DOCUMENT
┄┄┄┄┄┄┄┄┄┄┄┄┄┄┄┄┄┄┄┄

Friday, December 23, 2016

Top 50 EdTech Innovations for 2016

Listen to the Flipped Learning Remix podcast presenting all 50 innovations. Also available for subscription on iTunes. Flipped Learning Remix Podcast presented by Troy Cockrum (@tcockrum) and Joan Brown (@digiteacher).

This year's innovations may not have debuted in 2016, but they certainly impacted classrooms this year. If you have others to add, please let me know.

  1. Land Lines This is in the “it’s just cool” category but so are many of the Google Chrome Experiments. Users draw on the screen a shape and Google will access the entire database of satellite imagery to find that shape in a land feature. Draw a circle and you might find the top of a volcano. Even better for school, there is the name of the place and a link in Google Maps. Great introduction to landforms for any geography class.

┄┄┄┄┄┄┄┄┄┄┄┄┄┄┄┄┄┄┄┄

GIVEN PROBLEM A
Can you extract the passage of the EdTech innovations post starting at "Friday, December 23, 2016" and ending at "Joan Brown (@digiteacher)."?
GIVEN PROBLEM B
Could you extend the EdTech innovations post past its last sentence?

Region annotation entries
┄┄┄┄┄┄┄┄┄┄┄┄┄┄┄┄┄┄┄┄

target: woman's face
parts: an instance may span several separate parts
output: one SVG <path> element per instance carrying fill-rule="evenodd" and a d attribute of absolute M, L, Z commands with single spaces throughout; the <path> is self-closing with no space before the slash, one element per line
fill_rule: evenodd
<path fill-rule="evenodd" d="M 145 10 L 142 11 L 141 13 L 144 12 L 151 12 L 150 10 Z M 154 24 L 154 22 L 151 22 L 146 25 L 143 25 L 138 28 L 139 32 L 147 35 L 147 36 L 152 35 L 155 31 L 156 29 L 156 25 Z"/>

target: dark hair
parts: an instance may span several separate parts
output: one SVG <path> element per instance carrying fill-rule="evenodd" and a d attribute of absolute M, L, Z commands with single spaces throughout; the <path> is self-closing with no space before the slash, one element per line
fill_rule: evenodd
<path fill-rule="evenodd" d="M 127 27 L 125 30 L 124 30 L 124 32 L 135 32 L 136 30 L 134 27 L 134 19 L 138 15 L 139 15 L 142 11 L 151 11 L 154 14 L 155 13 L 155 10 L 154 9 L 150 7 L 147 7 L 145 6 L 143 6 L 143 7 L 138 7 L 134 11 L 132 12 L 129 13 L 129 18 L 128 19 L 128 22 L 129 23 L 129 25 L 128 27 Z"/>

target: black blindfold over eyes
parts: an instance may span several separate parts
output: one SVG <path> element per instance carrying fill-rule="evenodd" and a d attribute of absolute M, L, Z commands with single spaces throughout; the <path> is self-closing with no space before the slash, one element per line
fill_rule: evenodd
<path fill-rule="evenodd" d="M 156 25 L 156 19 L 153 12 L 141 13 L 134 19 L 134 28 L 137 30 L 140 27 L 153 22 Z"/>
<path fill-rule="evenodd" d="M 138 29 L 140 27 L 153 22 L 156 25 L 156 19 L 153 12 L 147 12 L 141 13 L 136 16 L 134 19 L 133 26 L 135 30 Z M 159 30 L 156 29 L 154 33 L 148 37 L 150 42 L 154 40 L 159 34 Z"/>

┄┄┄┄┄┄┄┄┄┄┄┄┄┄┄┄┄┄┄┄

WRITTEN REPLY A
Friday, December 23, 2016

Top 50 EdTech Innovations for 2016

Listen to the Flipped Learning Remix podcast presenting all 50 innovations. Also available for subscription on iTunes. Flipped Learning Remix Podcast presented by Troy Cockrum (@tcockrum) and Joan Brown (@digiteacher).

WRITTEN REPLY B
  2. Parent Notification Google Classroom (Guardian Summaries) Google Classroom has swept education but some schools found that without information offered to parents, they felt it was not a viable assignment system. Now with Guardian Summaries, those late assignments don’t get past the parents. Google also gives great instructions how to use email that is not part of the gmail system.
  3. Google Classroom Topics  - Really this is just a filter of all the assignments, notifications, Q&A in the Stream in Classroom, but for students who have final exams, it is a map of the whole year. Teachers also like the ability to sort and find. You can count on Google to upgrade any search function.
  4. Google Classroom open API - Google is an open source platform so when they release the ability for developers to code within their system, magic happens. Now there are numerous online educational accounts that populate rosters and can be assigned directly to Google Classroom. This list of 35 by Kasey Bell is just a beginning.
  5. Quizlet Live - I haven’t seen a more revolutionary quiz game for class in years. Combine competition with collaboration and you’ve got Quizlet Live. Teams of 3 discern which of them has the correct answer on their screen before submitting their timed response. Groupings are all done in the app, the teacher just loads the quiz and away they go.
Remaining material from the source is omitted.